>> START Source records

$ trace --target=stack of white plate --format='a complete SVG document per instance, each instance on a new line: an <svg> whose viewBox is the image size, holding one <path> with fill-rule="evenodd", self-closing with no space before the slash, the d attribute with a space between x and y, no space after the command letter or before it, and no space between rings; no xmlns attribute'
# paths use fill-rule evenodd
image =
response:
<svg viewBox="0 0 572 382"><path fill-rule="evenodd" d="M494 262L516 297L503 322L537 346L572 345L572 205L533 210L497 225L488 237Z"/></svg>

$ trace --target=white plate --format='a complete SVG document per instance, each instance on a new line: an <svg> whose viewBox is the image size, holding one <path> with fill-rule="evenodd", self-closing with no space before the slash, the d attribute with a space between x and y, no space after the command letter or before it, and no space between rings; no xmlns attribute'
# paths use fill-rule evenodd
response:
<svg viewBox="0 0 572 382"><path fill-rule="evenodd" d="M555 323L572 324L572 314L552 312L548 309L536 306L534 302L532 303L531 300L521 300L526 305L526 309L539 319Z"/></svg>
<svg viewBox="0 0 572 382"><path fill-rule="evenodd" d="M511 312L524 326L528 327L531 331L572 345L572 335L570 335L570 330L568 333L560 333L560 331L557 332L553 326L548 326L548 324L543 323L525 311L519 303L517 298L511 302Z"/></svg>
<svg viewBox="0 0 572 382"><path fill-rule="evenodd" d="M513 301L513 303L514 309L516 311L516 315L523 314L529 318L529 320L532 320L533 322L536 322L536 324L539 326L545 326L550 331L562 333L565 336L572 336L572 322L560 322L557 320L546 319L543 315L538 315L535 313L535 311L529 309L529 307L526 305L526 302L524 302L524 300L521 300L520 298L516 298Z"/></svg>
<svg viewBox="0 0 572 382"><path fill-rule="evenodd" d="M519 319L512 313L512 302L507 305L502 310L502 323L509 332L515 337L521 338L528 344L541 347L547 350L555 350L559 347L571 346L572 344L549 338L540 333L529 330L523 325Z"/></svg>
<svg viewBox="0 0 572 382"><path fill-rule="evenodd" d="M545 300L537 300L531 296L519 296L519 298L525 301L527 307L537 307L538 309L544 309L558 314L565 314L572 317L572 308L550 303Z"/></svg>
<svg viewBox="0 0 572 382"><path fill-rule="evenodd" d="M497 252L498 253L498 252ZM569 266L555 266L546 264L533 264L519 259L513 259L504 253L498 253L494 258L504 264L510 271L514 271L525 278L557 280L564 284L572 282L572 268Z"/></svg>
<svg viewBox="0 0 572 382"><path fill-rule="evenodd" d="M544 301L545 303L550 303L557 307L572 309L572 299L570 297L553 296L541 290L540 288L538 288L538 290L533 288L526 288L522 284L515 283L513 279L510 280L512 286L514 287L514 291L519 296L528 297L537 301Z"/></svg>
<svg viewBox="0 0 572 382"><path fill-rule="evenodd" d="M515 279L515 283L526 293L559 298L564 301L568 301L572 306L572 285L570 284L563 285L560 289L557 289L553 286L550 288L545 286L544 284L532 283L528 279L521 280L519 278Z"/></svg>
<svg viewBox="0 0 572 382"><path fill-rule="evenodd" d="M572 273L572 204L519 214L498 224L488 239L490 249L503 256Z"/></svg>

>> END Source records

Set task: Rewrite the material above as a two-column CSV with the header columns input and output, giving one row per input and its output. Put each value in a single double-quoted field, and replace any line breaks with spaces.

Solution:
input,output
"$ trace --target=stack of white plate --format='a complete SVG document per instance, each instance on a new line: an <svg> whose viewBox is the image size, holding one <path> with fill-rule=""evenodd"", self-closing with no space before the slash, the d attribute with a space between x and y, no space after the command letter or before it, and no space between rings; no xmlns attribute' # paths use fill-rule evenodd image = response:","<svg viewBox=""0 0 572 382""><path fill-rule=""evenodd"" d=""M494 262L516 297L503 322L537 346L572 345L572 205L533 210L497 225L488 237Z""/></svg>"
"$ trace --target=white plate --format='a complete SVG document per instance, each instance on a new line: an <svg> whose viewBox is the image size, holding one <path> with fill-rule=""evenodd"", self-closing with no space before the slash, the d attribute with a space between x and y, no space after the command letter or before it, and no space between rings; no xmlns attribute' # paths use fill-rule evenodd response:","<svg viewBox=""0 0 572 382""><path fill-rule=""evenodd"" d=""M555 323L572 324L572 314L552 312L548 309L536 306L534 302L532 303L531 300L521 300L526 305L526 309L539 319Z""/></svg> <svg viewBox=""0 0 572 382""><path fill-rule=""evenodd"" d=""M511 312L524 326L528 327L531 331L572 345L572 335L570 335L570 330L568 333L560 333L560 331L557 332L553 326L548 326L548 324L543 323L525 311L519 303L517 298L511 302Z""/></svg> <svg viewBox=""0 0 572 382""><path fill-rule=""evenodd"" d=""M513 301L513 303L514 309L516 311L516 315L523 314L529 318L529 320L532 320L533 322L536 322L536 324L539 326L545 326L550 331L562 333L565 336L572 336L572 322L560 322L557 320L546 319L543 315L538 315L535 313L535 311L529 309L529 307L526 305L526 302L524 302L524 300L521 300L520 298L516 298Z""/></svg> <svg viewBox=""0 0 572 382""><path fill-rule=""evenodd"" d=""M519 319L512 313L512 302L507 305L502 310L502 323L509 332L515 337L521 338L528 344L541 347L547 350L555 350L559 347L571 346L572 344L549 338L540 333L529 330L523 325Z""/></svg> <svg viewBox=""0 0 572 382""><path fill-rule=""evenodd"" d=""M545 300L537 300L531 296L519 296L519 298L525 301L527 307L537 307L538 309L544 309L558 314L565 314L572 317L572 308L550 303Z""/></svg> <svg viewBox=""0 0 572 382""><path fill-rule=""evenodd"" d=""M497 252L498 253L498 252ZM569 266L555 266L546 264L533 264L519 259L513 259L504 253L498 253L494 258L504 264L510 271L514 271L525 278L557 280L564 284L572 282L572 268Z""/></svg> <svg viewBox=""0 0 572 382""><path fill-rule=""evenodd"" d=""M544 301L545 303L550 303L557 307L572 309L572 299L570 297L553 296L541 290L540 288L538 288L538 290L533 288L526 288L522 284L515 283L513 279L510 280L512 286L514 287L514 291L519 296L528 297L537 301Z""/></svg> <svg viewBox=""0 0 572 382""><path fill-rule=""evenodd"" d=""M515 279L515 283L526 293L559 298L564 301L568 301L572 306L572 285L570 284L563 285L560 289L557 289L553 286L550 288L545 286L544 284L532 283L528 279L521 280L519 278Z""/></svg> <svg viewBox=""0 0 572 382""><path fill-rule=""evenodd"" d=""M572 273L572 204L519 214L498 224L488 239L490 249L503 256Z""/></svg>"